Latihan 1: Salin ulang tanpa perubahan baris-baris daftar di bawah, dari baris yang memuat "This trail-cam photo was taken at dusk. Identify tree" hingga baris yang memuat "[1,89,31,197]", keduanya termasuk.

━━━━━ Teks

Bandingkan dengan Jepang, Korea Selatan, atau bahkan Vietnam semua negara itu memiliki sistem liga wanita, meskipun kecil dan belum sekomersial liga pria. Tapi dari sanalah muncul konsistensi dan ritme pertandingan yang dibutuhkan atlet untuk berkembang. Indonesia, sayangnya, masih berada di tahap wacana. Kita sudah beberapa kali menyebut "Liga 1 Putri" sejak 2019, tapi tak pernah benar-benar dijalankan secara reguler dan profesional.

Kritik ini tidak ditujukan untuk menjatuhkan siapa pun. Ini adalah bentuk cinta terhadap sepak bola wanita yang selama ini dipinggirkan. Ini adalah alarm bahwa jika kita tidak segera melakukan langkah nyata, maka masa depan sepak bola wanita Indonesia akan terus seperti ini menjadi tamu tak diundang di setiap turnamen besar, dan hanya dipanggil ketika federasi butuh alasan untuk membenarkan kekalahan.

━━━━━━━━━━
━━━━━ Bahan Masukan

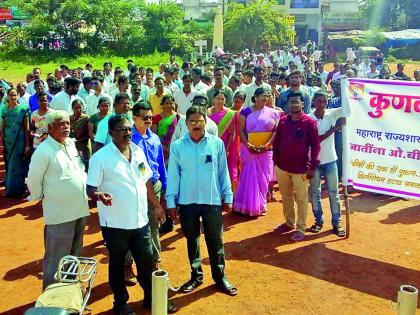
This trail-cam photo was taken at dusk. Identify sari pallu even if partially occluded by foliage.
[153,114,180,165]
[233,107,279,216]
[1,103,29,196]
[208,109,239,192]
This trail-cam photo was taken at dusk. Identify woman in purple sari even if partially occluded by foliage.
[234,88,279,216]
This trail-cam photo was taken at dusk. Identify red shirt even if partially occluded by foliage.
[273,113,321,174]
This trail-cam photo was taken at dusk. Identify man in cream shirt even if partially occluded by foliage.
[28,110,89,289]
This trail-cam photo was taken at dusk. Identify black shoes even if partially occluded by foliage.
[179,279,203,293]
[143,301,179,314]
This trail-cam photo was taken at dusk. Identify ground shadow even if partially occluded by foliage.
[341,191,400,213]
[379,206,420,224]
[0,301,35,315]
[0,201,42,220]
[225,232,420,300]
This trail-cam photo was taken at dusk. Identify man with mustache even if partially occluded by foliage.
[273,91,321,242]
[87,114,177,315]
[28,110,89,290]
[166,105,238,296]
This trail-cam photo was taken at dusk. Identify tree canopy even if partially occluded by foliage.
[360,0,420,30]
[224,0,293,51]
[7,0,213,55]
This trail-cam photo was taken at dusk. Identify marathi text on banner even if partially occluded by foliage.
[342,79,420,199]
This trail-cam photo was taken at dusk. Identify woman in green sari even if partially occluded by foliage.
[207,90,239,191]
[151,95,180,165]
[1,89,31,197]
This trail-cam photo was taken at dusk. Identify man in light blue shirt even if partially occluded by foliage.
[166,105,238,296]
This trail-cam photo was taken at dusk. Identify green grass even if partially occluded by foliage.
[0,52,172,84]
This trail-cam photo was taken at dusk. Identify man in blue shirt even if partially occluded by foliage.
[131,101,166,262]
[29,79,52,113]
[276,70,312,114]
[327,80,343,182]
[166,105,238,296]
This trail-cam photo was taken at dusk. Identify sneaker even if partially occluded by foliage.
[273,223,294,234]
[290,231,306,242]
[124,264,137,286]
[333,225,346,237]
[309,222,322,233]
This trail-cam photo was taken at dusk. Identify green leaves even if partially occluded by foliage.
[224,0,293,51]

━━━━━━━━━━
━━━━━ Bahan Masukan

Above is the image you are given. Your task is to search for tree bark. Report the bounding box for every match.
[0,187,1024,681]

━━━━━━━━━━

Latihan 2: Sebutkan semua nama negara yang tercantum dalam teks tentang sepak bola wanita.

Hasil 1:
This trail-cam photo was taken at dusk. Identify tree canopy even if partially occluded by foliage.
[360,0,420,30]
[224,0,293,51]
[7,0,213,55]
This trail-cam photo was taken at dusk. Identify marathi text on banner even if partially occluded by foliage.
[342,79,420,199]
This trail-cam photo was taken at dusk. Identify woman in green sari even if partially occluded by foliage.
[207,90,239,191]
[151,95,180,165]
[1,89,31,197]

Hasil 2: Jepang, Korea Selatan, Vietnam, Indonesia